Short problem 1: In the text about not missing the US, explain what the writer says has been interesting about the long dialogue, and what the writer admits to forgetting.
Short problem 2: Rewrite the text about not missing the US from "You know, one" up to and including "from his shoulders.", putting "Korean food" in place of "Mexican food".

Document:
BEGIN

You know, one of the things that has been interesting about our long dialogue here is that you are *there* and I am *not*. I forget, I think, what it must be like to live in the middle of the madness, of the vast necropolis of the mighty empire. Someone asked me recently if I didn’t miss the US, and in particular Los Angeles (my birthplace). I thought about it and said, “no, I don’t”. And it’s true, I don’t. I miss small things of the culture; Mexican food, good Bar B Q, and of course a lot of my old friends. But I DO NOT miss anything else. Burroughs once said, many many years ago, that whenever he left the US he felt a great weight lifted from his shoulders.

END

Dataset excerpt:
BEGIN

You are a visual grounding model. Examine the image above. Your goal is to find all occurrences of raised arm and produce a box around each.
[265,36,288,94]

END

Written reply 1: The writer finds it interesting that the other person is *there* and the writer is *not*. The writer admits to forgetting what it must be like to live in the middle of the madness, in the vast necropolis of the mighty empire.

Written reply 2:
You know, one of the things that has been interesting about our long dialogue here is that you are *there* and I am *not*. I forget, I think, what it must be like to live in the middle of the madness, of the vast necropolis of the mighty empire. Someone asked me recently if I didn’t miss the US, and in particular Los Angeles (my birthplace). I thought about it and said, “no, I don’t”. And it’s true, I don’t. I miss small things of the culture; Korean food, good Bar B Q, and of course a lot of my old friends. But I DO NOT miss anything else. Burroughs once said, many many years ago, that whenever he left the US he felt a great weight lifted from his shoulders.